§ **Brief**
In three sentences, summarize the passage on the show's decline.

The show never attracted large crowds. Part of the problem may have been the disappointing quality of the food, which even in the early going had been reviewed as "so-so" and was later described as "terrible" and "tragic". One reviewer described his entree as a "criminally dry macadamia-nut-crusted mahi mahi," and also faulted the theater decor, calling it "as chintzy as a community-college lecture hall" and saying, "One wonders where that $10 million went."

Management struggled to keep the show afloat, arranging for an out-of-town opening at the Flamingo Casino in Las Vegas during the end of 2011, and meanwhile renting out their spacious Anaheim theater. This only led to further legal and financial difficulties. First, a comedy and magic show called "Blink!" opened in the theater but soon closed abruptly after a contract dispute. Subsequent attempts to rent out the space, such as late night dances, live concerts, and "sexually oriented" acts including a porn star and topless DJ, led to a battery of noise and nuisance complaints, and were ultimately halted by the city of Anaheim as a violation of the theater's use permit. At a permit hearing, a company representative stated they were "ashamed" of acts. More trouble followed as the company was hit with two breach of contract lawsuits by performers cut from the show in an attempted cost savings.

During the last few months of performances, even deep discounts (via coupons and group-sales websites) and special promotions (e.g. a Mother's Day package) could not keep the theater filled, even on weekends. Finally, all remaining performances were cancelled; outstanding ticket holders were notified via paper signs taped up at all the entrances, with an e-mail address to contact for a refund. The closure left behind a raft of unpaid bills; claimants included choreographers, contractors and performers. Anaheim Mayor Tom Tait issued a public statement on the closing, stating, "It's always sad to see a local business close its doors... I look forward to seeing how this property will be turned around and what new business activity it will bring to the Resort area."

§ **Source material**

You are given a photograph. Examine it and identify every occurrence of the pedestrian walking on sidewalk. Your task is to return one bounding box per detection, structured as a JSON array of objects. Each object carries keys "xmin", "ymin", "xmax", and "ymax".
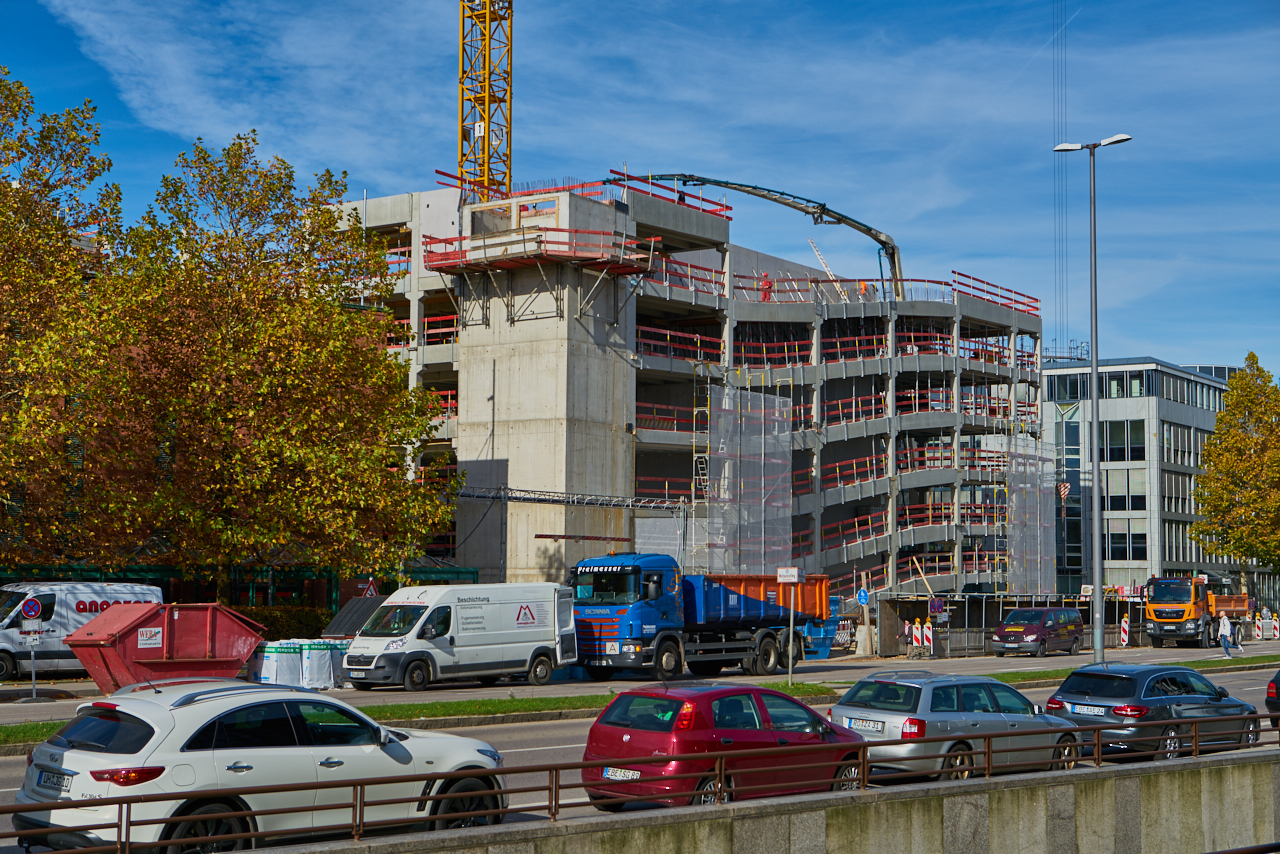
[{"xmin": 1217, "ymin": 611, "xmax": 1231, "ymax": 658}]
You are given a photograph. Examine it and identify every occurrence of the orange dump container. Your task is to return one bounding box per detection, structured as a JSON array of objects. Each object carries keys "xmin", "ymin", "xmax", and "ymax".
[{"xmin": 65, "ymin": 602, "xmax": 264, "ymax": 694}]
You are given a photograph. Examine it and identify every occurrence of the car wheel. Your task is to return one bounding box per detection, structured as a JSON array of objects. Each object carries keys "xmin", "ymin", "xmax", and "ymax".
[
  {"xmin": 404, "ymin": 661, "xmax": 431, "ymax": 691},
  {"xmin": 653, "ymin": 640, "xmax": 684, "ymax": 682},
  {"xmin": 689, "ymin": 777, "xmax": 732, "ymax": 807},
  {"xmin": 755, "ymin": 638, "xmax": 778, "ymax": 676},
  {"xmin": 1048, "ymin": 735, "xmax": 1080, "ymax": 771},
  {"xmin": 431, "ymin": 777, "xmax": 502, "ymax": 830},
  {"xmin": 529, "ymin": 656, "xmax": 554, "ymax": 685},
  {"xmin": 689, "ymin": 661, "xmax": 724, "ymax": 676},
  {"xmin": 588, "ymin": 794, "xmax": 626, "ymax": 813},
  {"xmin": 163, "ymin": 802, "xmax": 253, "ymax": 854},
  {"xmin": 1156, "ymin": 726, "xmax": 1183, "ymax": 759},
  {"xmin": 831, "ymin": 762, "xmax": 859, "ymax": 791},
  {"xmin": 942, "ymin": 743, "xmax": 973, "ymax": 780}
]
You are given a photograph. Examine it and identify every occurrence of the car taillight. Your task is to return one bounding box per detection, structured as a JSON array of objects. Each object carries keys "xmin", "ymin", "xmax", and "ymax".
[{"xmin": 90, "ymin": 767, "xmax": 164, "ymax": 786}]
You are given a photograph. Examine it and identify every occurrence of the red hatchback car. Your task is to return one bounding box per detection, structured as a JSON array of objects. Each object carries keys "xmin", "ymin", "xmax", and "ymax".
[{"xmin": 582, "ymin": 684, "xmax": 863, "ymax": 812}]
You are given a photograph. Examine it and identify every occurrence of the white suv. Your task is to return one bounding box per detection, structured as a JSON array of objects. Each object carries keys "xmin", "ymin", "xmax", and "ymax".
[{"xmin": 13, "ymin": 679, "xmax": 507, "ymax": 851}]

§ **Response to the exercise**
The show never drew large crowds, and reviewers panned its food and the theater's decor. Management tried an out-of-town opening in Las Vegas and rented out the Anaheim theater, but this brought more trouble: a contract dispute, noise and nuisance complaints that the city halted, and lawsuits from performers cut from the show. When even deep discounts and promotions couldn't fill the seats, all remaining performances were cancelled, leaving many unpaid bills.